§ **Quoted passage**
Let us first study similar cases in which the problem has solutions. We consider linearized equations of hyperbolic type (wave equation) and elliptic type (Laplace equation).

The boundary conditions in $x$ are as given in the OP, we call the complementary condition initial condition taken from the wave equation picture, and choose a simple sine function:

eq = D[u[x, t], {x, 1}]*D[u[x, t], {x, 2}] + D[u[x, t], {t, 2}] == 
  0; (* non-liner equation of the OP *)
eq1 = D[u[x, t], {x, 2}] - D[u[x, t], {t, 2}] == 0; (* wave equation *)
eq2 = D[u[x, t], {x, 2}] + D[u[x, t], {t, 2}] == 0; (* Laplace equation *)

§ **Data lines**
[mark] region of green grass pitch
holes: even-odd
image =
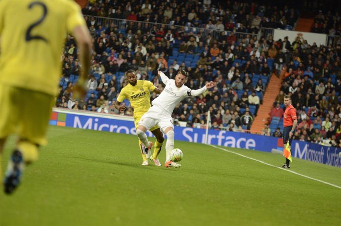
[[[341,225],[341,189],[208,145],[175,141],[182,167],[167,169],[141,166],[136,136],[51,126],[48,139],[17,190],[0,192],[1,226]],[[2,174],[14,142],[6,145]],[[292,166],[341,186],[341,169],[296,158]]]

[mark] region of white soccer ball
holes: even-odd
[[[180,162],[183,157],[183,153],[179,148],[174,148],[170,151],[170,160],[173,162]]]

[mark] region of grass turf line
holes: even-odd
[[[340,189],[209,146],[175,141],[182,167],[166,169],[140,165],[136,136],[51,126],[48,136],[15,193],[0,193],[0,225],[341,225]],[[341,185],[341,169],[294,161],[293,170]]]

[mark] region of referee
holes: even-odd
[[[283,148],[285,148],[288,140],[289,141],[289,145],[291,145],[294,132],[297,126],[297,117],[296,109],[291,104],[291,97],[289,95],[284,96],[284,105],[285,111],[283,120]],[[284,168],[290,168],[290,160],[286,158],[285,163],[282,167]]]

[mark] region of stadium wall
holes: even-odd
[[[50,125],[136,135],[132,117],[53,108]],[[205,143],[206,130],[175,127],[175,139]],[[153,134],[148,131],[147,135]],[[283,150],[282,138],[272,136],[209,130],[208,143],[265,152]],[[341,149],[293,140],[292,155],[296,158],[341,167]]]

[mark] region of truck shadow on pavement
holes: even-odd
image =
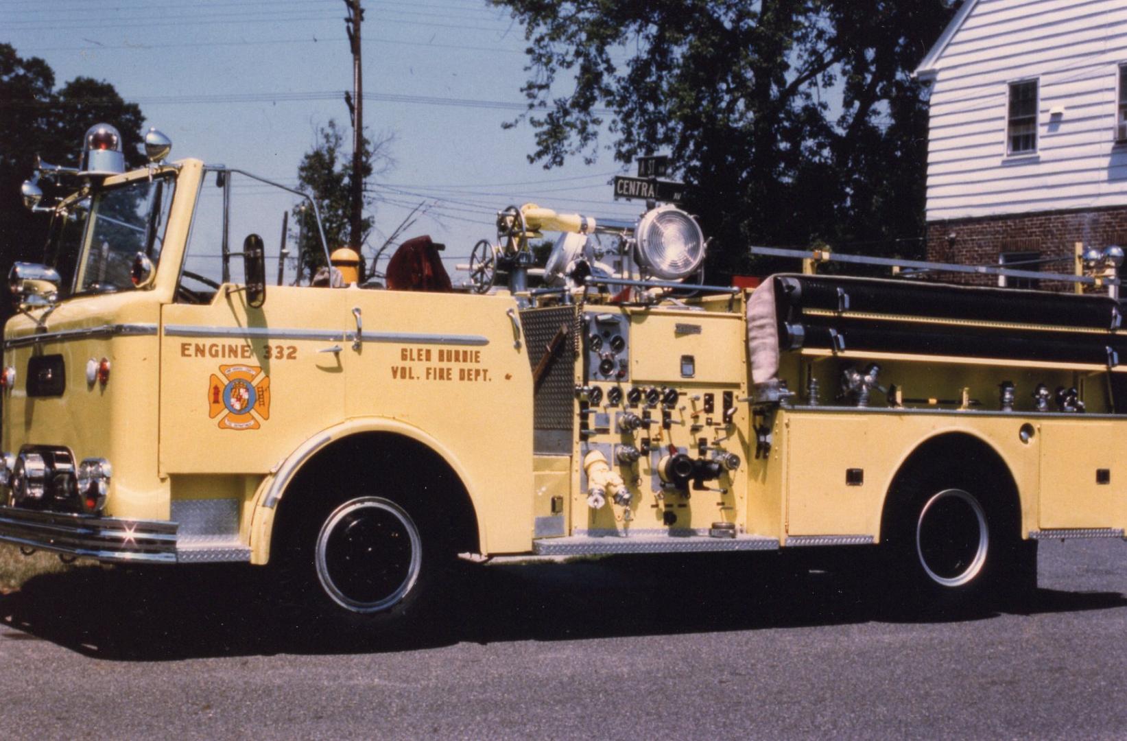
[[[1038,589],[999,610],[926,614],[872,588],[850,554],[810,568],[783,554],[614,556],[568,566],[467,565],[440,619],[407,638],[372,639],[266,599],[259,570],[96,566],[44,574],[0,597],[0,621],[95,658],[167,661],[276,653],[364,653],[459,642],[558,641],[834,626],[942,623],[1127,607],[1118,592]]]

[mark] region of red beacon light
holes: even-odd
[[[95,124],[82,138],[80,175],[119,175],[125,171],[122,134],[107,123]]]

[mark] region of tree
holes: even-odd
[[[619,161],[668,151],[716,239],[713,270],[751,268],[748,244],[922,245],[893,240],[922,235],[926,109],[911,71],[944,0],[491,1],[525,26],[529,108],[506,125],[534,129],[530,161],[591,162],[604,130]]]
[[[383,174],[393,166],[388,149],[394,136],[382,134],[375,142],[364,138],[364,149],[362,151],[364,161],[361,171],[365,182],[376,174]],[[352,209],[352,157],[348,155],[345,144],[345,134],[337,126],[336,121],[329,120],[325,126],[317,129],[317,143],[313,149],[305,152],[301,164],[298,166],[298,187],[309,193],[317,202],[317,208],[321,214],[321,226],[325,229],[325,239],[329,250],[344,247],[350,244],[350,209]],[[364,196],[364,205],[371,209],[374,199]],[[312,213],[302,213],[299,208],[292,227],[294,239],[300,239],[300,254],[302,270],[305,275],[312,275],[318,267],[325,265],[325,253],[317,235],[317,226]],[[298,220],[304,220],[300,223]],[[375,218],[371,212],[361,221],[363,238],[361,246],[366,242],[372,229],[375,226]],[[363,265],[363,248],[361,249],[361,261]]]
[[[55,74],[45,61],[23,59],[11,45],[0,44],[2,275],[15,261],[43,258],[50,219],[27,211],[19,195],[20,184],[32,175],[35,156],[54,165],[77,166],[82,135],[91,125],[105,122],[124,138],[126,162],[143,165],[144,156],[132,145],[142,141],[143,121],[141,108],[125,103],[109,82],[79,77],[55,90]],[[50,195],[50,185],[41,184]]]

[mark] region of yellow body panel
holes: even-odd
[[[1040,521],[1045,529],[1102,528],[1119,519],[1127,497],[1127,456],[1113,444],[1122,423],[1047,420],[1040,434]],[[1106,484],[1098,471],[1108,473]]]
[[[735,314],[642,310],[631,314],[630,372],[637,382],[681,382],[691,355],[699,383],[739,383],[747,374],[746,327]]]
[[[885,497],[896,473],[922,443],[946,433],[969,434],[1002,457],[1022,495],[1022,532],[1036,530],[1042,451],[1040,435],[1033,435],[1028,443],[1021,441],[1019,431],[1027,423],[1036,426],[1038,420],[958,412],[787,412],[782,421],[787,533],[866,535],[879,539]],[[1094,430],[1101,423],[1083,424]],[[845,471],[850,468],[863,470],[860,486],[846,484]],[[1110,515],[1104,509],[1101,521],[1107,522]]]

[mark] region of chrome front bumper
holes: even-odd
[[[105,562],[172,564],[176,522],[0,506],[0,541]]]

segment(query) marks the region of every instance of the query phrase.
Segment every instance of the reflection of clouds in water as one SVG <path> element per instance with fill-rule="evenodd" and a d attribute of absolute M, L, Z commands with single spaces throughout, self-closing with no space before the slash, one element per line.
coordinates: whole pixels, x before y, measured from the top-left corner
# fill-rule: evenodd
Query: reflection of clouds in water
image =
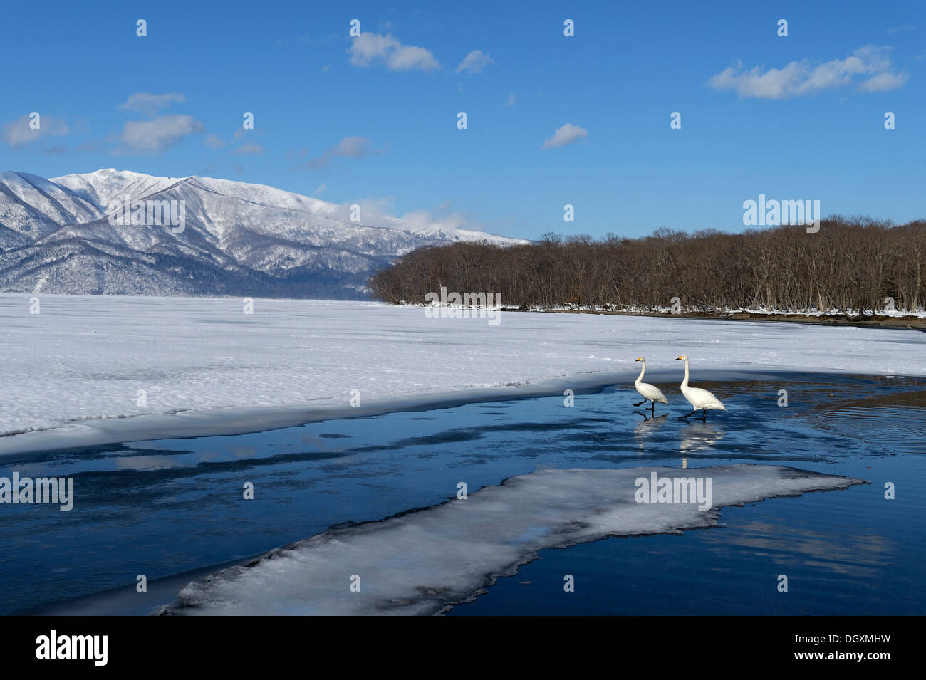
<path fill-rule="evenodd" d="M 714 423 L 689 423 L 687 427 L 682 428 L 679 451 L 693 453 L 713 446 L 723 439 L 721 427 Z"/>
<path fill-rule="evenodd" d="M 728 525 L 722 533 L 703 538 L 718 546 L 711 549 L 714 551 L 722 547 L 768 550 L 776 564 L 803 564 L 856 578 L 876 577 L 881 573 L 878 567 L 891 564 L 897 551 L 896 544 L 882 536 L 828 536 L 767 522 Z"/>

§ **Tasks and exercises**
1) According to the forum excerpt, what kind of function is chosen as the initial condition?
2) Retype the forum excerpt from "Let us first" to "type (Laplace equation)." without any changes.

§ **Expected responses**
1) A simple sine function.

2)
Let us first study similar cases in which the problem has solutions. We consider linearized equations of hyperbolic type (wave equation) and elliptic type (Laplace equation).